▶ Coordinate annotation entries
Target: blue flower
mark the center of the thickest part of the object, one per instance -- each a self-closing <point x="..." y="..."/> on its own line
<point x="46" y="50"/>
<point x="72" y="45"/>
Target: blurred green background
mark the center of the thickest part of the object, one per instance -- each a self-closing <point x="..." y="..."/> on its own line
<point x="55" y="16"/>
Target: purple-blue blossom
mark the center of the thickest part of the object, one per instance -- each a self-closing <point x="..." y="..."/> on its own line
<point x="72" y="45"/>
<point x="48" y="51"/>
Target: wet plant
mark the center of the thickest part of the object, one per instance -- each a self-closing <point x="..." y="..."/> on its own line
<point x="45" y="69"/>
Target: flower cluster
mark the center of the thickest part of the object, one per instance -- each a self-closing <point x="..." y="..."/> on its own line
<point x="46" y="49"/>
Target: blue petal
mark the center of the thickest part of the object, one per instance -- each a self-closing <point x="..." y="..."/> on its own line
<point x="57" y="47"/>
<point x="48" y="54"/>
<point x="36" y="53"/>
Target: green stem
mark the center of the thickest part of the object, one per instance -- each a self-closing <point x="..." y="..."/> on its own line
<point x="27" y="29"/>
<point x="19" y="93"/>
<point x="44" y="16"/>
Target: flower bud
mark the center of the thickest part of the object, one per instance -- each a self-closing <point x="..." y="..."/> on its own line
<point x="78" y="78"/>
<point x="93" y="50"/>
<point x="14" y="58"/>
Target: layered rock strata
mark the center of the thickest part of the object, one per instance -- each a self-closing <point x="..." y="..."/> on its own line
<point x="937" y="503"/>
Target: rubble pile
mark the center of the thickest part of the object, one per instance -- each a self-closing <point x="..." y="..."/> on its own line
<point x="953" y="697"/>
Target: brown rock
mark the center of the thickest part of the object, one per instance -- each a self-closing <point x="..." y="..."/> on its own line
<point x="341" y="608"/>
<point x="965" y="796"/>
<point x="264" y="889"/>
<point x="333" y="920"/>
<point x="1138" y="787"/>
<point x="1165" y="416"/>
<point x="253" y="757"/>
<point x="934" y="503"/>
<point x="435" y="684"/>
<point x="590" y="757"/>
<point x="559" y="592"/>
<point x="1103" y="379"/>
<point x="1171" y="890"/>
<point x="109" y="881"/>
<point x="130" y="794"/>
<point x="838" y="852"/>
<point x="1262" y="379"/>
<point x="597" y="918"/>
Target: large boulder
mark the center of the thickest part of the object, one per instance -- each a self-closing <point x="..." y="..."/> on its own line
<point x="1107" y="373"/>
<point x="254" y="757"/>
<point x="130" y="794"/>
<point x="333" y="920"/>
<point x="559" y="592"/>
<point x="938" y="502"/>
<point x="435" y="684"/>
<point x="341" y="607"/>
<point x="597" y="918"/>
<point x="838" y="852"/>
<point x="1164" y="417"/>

▶ YOUR TASK
Transcribe every line of the listing above without any changes.

▶ EXERCISE RESPONSE
Target: blue flower
mark the center of the thickest part of the object, one per instance -- each a self-closing <point x="..." y="..."/> on its own line
<point x="46" y="50"/>
<point x="72" y="45"/>
Target: blurred green background
mark the center of the thickest part of the object, one per instance -- each a self-closing <point x="..." y="..."/> on its own line
<point x="55" y="16"/>
Target: purple-blue blossom
mark the center of the thickest part of the object, one per instance -- each a self-closing <point x="..." y="..."/> on its own line
<point x="72" y="45"/>
<point x="48" y="51"/>
Target: wet plant
mark the center of the thickest part of the object, one per instance -- each a self-closing <point x="..." y="..."/> on its own line
<point x="45" y="69"/>
Target: flower cluster
mark the center of the thickest part of the object, one per instance -- each a self-closing <point x="..." y="..."/> on its own line
<point x="46" y="49"/>
Target: blue petal
mark the center of the thickest part of the object, one per instance -- each a self-closing <point x="..." y="..."/> on its own line
<point x="57" y="47"/>
<point x="48" y="54"/>
<point x="36" y="53"/>
Target: green stem
mark the center of the thickest part of the object, one per instance -- each a self-closing <point x="..." y="..."/> on its own line
<point x="27" y="29"/>
<point x="19" y="93"/>
<point x="44" y="16"/>
Target: flower bud
mark the center of the thickest part of the object, one per instance -- each a self-closing <point x="..." y="..."/> on its own line
<point x="78" y="78"/>
<point x="93" y="50"/>
<point x="14" y="58"/>
Target: layered rock strata
mark the center of the thickest part of the object, one per instance -- each a self-closing <point x="..." y="..."/> on its own line
<point x="937" y="503"/>
Target: rubble pile
mark the center of the thickest part of the object, one per instance -- each a self-closing <point x="..." y="..."/> on its own line
<point x="953" y="697"/>
Target: brown rock
mark the center of the thickest part of the object, one per instance -- each a self-closing <point x="..." y="..."/> on its own line
<point x="341" y="608"/>
<point x="965" y="796"/>
<point x="264" y="889"/>
<point x="333" y="920"/>
<point x="1138" y="787"/>
<point x="1165" y="416"/>
<point x="253" y="757"/>
<point x="934" y="503"/>
<point x="435" y="684"/>
<point x="590" y="757"/>
<point x="559" y="592"/>
<point x="1103" y="379"/>
<point x="1171" y="890"/>
<point x="109" y="881"/>
<point x="130" y="794"/>
<point x="838" y="852"/>
<point x="1262" y="379"/>
<point x="597" y="918"/>
Target: large boulder
mark the center of the thickest part of the object, one per instance -- each a self-closing <point x="..." y="..."/> on its own line
<point x="1107" y="373"/>
<point x="254" y="757"/>
<point x="130" y="794"/>
<point x="333" y="920"/>
<point x="559" y="592"/>
<point x="938" y="502"/>
<point x="435" y="684"/>
<point x="341" y="607"/>
<point x="597" y="918"/>
<point x="838" y="852"/>
<point x="1164" y="417"/>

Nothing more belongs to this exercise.